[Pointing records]

>>>

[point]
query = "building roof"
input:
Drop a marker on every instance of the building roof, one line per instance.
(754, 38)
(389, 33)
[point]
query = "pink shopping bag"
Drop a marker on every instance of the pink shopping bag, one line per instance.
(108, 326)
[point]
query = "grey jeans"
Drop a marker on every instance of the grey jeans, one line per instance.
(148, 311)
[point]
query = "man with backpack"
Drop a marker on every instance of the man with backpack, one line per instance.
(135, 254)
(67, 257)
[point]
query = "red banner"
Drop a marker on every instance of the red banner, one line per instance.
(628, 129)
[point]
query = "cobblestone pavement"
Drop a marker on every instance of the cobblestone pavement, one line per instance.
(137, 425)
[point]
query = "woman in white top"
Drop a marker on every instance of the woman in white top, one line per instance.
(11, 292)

<<<
>>>

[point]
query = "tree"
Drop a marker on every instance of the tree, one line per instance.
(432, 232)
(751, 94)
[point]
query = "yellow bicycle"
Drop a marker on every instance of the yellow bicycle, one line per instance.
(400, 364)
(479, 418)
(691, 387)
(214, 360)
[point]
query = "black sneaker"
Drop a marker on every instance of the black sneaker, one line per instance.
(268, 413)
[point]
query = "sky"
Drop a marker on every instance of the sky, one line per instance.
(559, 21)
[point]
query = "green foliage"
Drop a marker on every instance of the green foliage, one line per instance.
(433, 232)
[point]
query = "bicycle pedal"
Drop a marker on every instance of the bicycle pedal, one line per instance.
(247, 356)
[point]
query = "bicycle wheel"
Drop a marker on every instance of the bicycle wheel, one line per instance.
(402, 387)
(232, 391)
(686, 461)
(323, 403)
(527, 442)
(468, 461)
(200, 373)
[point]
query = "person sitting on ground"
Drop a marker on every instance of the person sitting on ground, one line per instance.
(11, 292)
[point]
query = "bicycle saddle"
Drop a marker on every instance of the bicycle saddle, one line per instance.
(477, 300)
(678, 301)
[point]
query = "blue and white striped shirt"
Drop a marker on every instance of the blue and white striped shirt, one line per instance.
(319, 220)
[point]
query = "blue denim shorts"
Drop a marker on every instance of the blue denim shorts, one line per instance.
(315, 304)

<<<
>>>

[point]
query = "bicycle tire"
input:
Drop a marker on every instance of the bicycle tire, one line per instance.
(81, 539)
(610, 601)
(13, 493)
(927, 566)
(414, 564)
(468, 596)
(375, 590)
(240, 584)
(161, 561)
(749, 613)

<<<

Report every line in the entries above that contains the string "green", matching case exactly.

Output of the exercise
query = "green foliage"
Drop a marker on every instance of the green foliage, one line per instance.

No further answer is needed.